WRITTEN EXERCISE
Copy all of the material below exactly.

(Segmentation data)
_ _ _

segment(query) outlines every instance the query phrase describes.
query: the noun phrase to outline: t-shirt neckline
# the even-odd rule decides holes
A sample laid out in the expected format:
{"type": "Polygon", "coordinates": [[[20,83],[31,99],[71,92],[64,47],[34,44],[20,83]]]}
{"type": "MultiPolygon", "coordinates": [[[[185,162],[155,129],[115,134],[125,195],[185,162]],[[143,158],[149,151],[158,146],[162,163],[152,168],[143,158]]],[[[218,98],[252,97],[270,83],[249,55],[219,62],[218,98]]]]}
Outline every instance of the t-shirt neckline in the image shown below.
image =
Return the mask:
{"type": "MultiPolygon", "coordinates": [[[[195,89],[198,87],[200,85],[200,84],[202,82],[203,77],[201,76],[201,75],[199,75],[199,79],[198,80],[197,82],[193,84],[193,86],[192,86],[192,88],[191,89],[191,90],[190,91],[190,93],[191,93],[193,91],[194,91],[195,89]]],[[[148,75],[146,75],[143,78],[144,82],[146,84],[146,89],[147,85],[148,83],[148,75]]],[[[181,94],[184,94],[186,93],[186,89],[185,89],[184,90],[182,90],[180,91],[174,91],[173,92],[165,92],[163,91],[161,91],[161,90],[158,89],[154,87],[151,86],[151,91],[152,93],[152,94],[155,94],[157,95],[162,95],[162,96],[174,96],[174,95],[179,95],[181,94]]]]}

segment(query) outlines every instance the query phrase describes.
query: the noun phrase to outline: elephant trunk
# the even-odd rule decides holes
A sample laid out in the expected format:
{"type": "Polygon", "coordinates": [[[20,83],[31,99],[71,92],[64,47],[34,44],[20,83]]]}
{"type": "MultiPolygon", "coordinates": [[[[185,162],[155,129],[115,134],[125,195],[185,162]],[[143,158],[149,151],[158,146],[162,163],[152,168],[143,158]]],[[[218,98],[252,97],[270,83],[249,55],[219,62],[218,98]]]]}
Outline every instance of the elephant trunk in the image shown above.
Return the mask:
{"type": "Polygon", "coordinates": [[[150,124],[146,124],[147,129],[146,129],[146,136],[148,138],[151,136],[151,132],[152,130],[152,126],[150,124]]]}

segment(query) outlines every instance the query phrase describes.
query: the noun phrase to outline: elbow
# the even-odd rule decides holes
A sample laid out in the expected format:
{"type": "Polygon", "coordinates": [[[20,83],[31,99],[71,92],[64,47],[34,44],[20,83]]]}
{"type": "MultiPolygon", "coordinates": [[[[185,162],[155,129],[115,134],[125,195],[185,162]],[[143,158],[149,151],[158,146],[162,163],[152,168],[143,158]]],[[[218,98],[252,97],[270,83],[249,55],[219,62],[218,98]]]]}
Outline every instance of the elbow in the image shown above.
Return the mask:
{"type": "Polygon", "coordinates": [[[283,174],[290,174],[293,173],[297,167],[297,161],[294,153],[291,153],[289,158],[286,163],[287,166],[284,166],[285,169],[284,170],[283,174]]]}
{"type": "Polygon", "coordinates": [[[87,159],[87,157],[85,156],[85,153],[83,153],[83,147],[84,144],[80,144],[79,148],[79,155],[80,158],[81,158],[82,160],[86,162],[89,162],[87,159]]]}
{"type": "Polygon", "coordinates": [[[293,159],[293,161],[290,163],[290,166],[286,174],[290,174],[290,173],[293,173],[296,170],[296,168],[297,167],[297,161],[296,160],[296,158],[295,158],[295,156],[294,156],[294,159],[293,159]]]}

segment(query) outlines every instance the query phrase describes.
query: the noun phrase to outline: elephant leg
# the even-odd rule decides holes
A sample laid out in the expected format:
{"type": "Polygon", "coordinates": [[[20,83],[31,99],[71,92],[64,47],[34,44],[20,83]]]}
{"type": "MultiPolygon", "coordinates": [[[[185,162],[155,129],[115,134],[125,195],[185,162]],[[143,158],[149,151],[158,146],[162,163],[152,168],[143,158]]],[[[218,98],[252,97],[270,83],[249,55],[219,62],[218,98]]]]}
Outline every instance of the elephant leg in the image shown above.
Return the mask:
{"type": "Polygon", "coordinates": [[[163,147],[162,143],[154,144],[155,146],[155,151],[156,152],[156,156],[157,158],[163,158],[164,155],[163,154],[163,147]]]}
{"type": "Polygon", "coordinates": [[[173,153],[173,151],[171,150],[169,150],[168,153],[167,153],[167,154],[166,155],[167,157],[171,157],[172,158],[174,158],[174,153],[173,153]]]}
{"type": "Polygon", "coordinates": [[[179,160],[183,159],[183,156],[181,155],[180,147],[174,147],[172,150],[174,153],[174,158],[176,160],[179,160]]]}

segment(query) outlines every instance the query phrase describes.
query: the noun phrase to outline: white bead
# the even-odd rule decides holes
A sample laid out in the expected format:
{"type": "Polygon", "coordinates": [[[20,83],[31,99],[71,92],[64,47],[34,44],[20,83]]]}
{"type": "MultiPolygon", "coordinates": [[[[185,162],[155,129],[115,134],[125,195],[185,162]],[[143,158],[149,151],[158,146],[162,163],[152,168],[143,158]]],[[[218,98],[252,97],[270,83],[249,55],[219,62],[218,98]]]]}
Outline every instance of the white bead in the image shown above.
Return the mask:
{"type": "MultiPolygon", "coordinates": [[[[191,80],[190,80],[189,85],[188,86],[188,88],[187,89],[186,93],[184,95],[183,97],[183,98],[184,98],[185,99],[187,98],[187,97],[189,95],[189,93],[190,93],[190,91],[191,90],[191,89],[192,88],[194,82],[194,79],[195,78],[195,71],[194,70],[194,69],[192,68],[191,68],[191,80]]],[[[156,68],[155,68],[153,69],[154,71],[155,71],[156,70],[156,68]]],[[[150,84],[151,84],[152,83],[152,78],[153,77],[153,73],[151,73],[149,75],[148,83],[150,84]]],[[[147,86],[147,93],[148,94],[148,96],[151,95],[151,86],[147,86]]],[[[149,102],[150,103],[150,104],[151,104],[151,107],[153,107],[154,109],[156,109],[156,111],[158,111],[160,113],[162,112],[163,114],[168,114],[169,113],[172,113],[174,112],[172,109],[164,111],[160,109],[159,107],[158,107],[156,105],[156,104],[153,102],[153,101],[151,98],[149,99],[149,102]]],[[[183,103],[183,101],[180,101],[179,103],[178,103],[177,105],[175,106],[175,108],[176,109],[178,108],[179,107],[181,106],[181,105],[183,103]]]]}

_ _ _

REPLY TO THE TASK
segment(query) outlines every instance the query phrase describes.
query: the noun phrase to outline: t-shirt neckline
# the even-odd rule decides holes
A sample laid out in the expected format:
{"type": "Polygon", "coordinates": [[[20,83],[31,99],[71,92],[64,47],[34,44],[20,83]]]}
{"type": "MultiPolygon", "coordinates": [[[[185,162],[155,129],[115,134],[125,195],[185,162]],[[143,158],[149,151],[158,146],[162,163],[152,168],[143,158]]],[[[218,98],[252,97],[270,83],[249,55],[219,62],[218,98]]]]}
Outline every instance of the t-shirt neckline in the image shown below.
image =
Return the mask:
{"type": "MultiPolygon", "coordinates": [[[[195,89],[198,87],[200,85],[200,84],[202,82],[203,77],[201,76],[201,75],[199,75],[199,79],[198,80],[197,82],[193,84],[193,86],[192,86],[192,88],[191,89],[191,90],[190,91],[190,93],[191,93],[193,91],[194,91],[195,89]]],[[[148,75],[146,75],[143,78],[144,82],[146,84],[146,89],[147,85],[148,83],[148,75]]],[[[181,94],[184,94],[186,93],[186,89],[185,89],[184,90],[182,90],[180,91],[174,91],[173,92],[165,92],[163,91],[161,91],[161,90],[158,89],[154,87],[151,86],[151,91],[152,93],[152,94],[155,94],[157,95],[162,95],[162,96],[174,96],[174,95],[179,95],[181,94]]]]}

segment(query) outlines every instance the query phrase describes.
query: the noun phrase to outline: elephant trunk
# the even-odd rule decides holes
A sample laid out in the expected format:
{"type": "Polygon", "coordinates": [[[20,83],[31,99],[71,92],[64,47],[34,44],[20,83]]]}
{"type": "MultiPolygon", "coordinates": [[[[185,162],[155,129],[115,134],[125,195],[185,162]],[[143,158],[149,151],[158,146],[162,163],[152,168],[143,158]]],[[[218,98],[252,97],[270,83],[249,55],[219,62],[218,98]]]]}
Outline every instance of the elephant trunk in the image shown above.
Return the mask:
{"type": "Polygon", "coordinates": [[[150,124],[146,124],[147,129],[146,129],[146,136],[148,138],[151,136],[151,132],[152,130],[152,126],[150,124]]]}

segment(query) outlines every instance the query phrase describes.
query: the noun phrase to outline: elbow
# the even-odd rule decides holes
A sample laid out in the expected format:
{"type": "Polygon", "coordinates": [[[20,83],[31,99],[71,92],[64,47],[34,44],[20,83]]]}
{"type": "MultiPolygon", "coordinates": [[[[185,162],[155,129],[115,134],[125,195],[185,162]],[[143,158],[149,151],[158,146],[162,163],[152,168],[143,158]]],[[[218,98],[252,97],[270,83],[249,55],[219,62],[218,98]]]]}
Outline every instance of the elbow in the image shown above.
Return the mask:
{"type": "Polygon", "coordinates": [[[283,174],[290,174],[293,173],[297,167],[297,161],[294,153],[291,153],[289,158],[286,163],[287,166],[284,166],[285,169],[284,170],[283,174]]]}
{"type": "Polygon", "coordinates": [[[87,159],[87,157],[85,156],[85,153],[83,153],[83,147],[84,144],[80,144],[79,148],[79,155],[80,158],[81,158],[82,160],[86,162],[89,162],[87,159]]]}
{"type": "Polygon", "coordinates": [[[293,159],[293,161],[290,163],[290,166],[286,174],[290,174],[290,173],[293,173],[296,170],[296,168],[297,167],[297,161],[296,160],[296,158],[295,158],[295,156],[294,156],[294,159],[293,159]]]}

segment(query) outlines every instance the query phrase describes.
query: the noun phrase to outline: elephant leg
# the even-odd rule decides holes
A sample laid out in the expected format:
{"type": "Polygon", "coordinates": [[[20,83],[31,99],[71,92],[64,47],[34,44],[20,83]]]}
{"type": "MultiPolygon", "coordinates": [[[[185,162],[155,129],[115,134],[125,195],[185,162]],[[143,158],[149,151],[158,146],[162,163],[152,168],[143,158]]],[[[218,98],[252,97],[270,83],[249,55],[219,62],[218,98]]]]}
Outline every instance of the elephant leg in the image shown above.
Return the mask:
{"type": "Polygon", "coordinates": [[[163,147],[162,143],[154,144],[155,146],[155,151],[156,152],[156,156],[157,158],[163,158],[164,155],[163,154],[163,147]]]}
{"type": "Polygon", "coordinates": [[[173,153],[173,151],[171,150],[169,150],[168,153],[167,153],[167,154],[166,155],[167,157],[171,157],[172,158],[174,158],[174,153],[173,153]]]}
{"type": "Polygon", "coordinates": [[[179,160],[183,159],[183,156],[181,155],[180,147],[174,147],[172,150],[174,153],[174,158],[176,160],[179,160]]]}

segment(query) outlines every instance the query phrase describes.
query: the noun phrase to outline: white bead
# the even-odd rule decides holes
A sample laid out in the expected format:
{"type": "Polygon", "coordinates": [[[20,83],[31,99],[71,92],[64,47],[34,44],[20,83]]]}
{"type": "MultiPolygon", "coordinates": [[[[185,162],[155,129],[115,134],[125,195],[185,162]],[[143,158],[149,151],[158,146],[162,163],[152,168],[143,158]]],[[[218,98],[252,97],[270,83],[249,55],[219,62],[218,98]]]]}
Outline every instance of the white bead in the image shown above.
Return the mask:
{"type": "MultiPolygon", "coordinates": [[[[191,80],[190,80],[189,85],[188,86],[188,88],[187,89],[186,93],[184,95],[183,97],[183,98],[184,98],[185,99],[187,98],[187,97],[189,95],[189,93],[190,93],[190,91],[191,90],[191,89],[192,88],[194,82],[194,79],[195,78],[195,71],[194,70],[194,69],[192,68],[191,68],[191,80]]],[[[156,68],[155,68],[153,69],[154,71],[155,71],[156,70],[156,68]]],[[[150,84],[151,84],[152,83],[152,78],[153,77],[153,73],[151,73],[149,75],[148,83],[150,84]]],[[[147,86],[147,93],[148,94],[148,96],[151,95],[151,86],[147,86]]],[[[149,102],[150,103],[150,104],[151,104],[151,107],[153,107],[154,109],[156,109],[156,111],[158,111],[160,113],[162,112],[163,114],[168,114],[169,113],[172,113],[174,112],[172,109],[164,111],[160,109],[159,107],[158,107],[156,105],[156,104],[153,102],[153,101],[151,98],[149,99],[149,102]]],[[[183,103],[183,101],[180,101],[179,103],[178,103],[177,105],[175,106],[175,108],[176,109],[178,108],[179,107],[181,106],[181,105],[183,103]]]]}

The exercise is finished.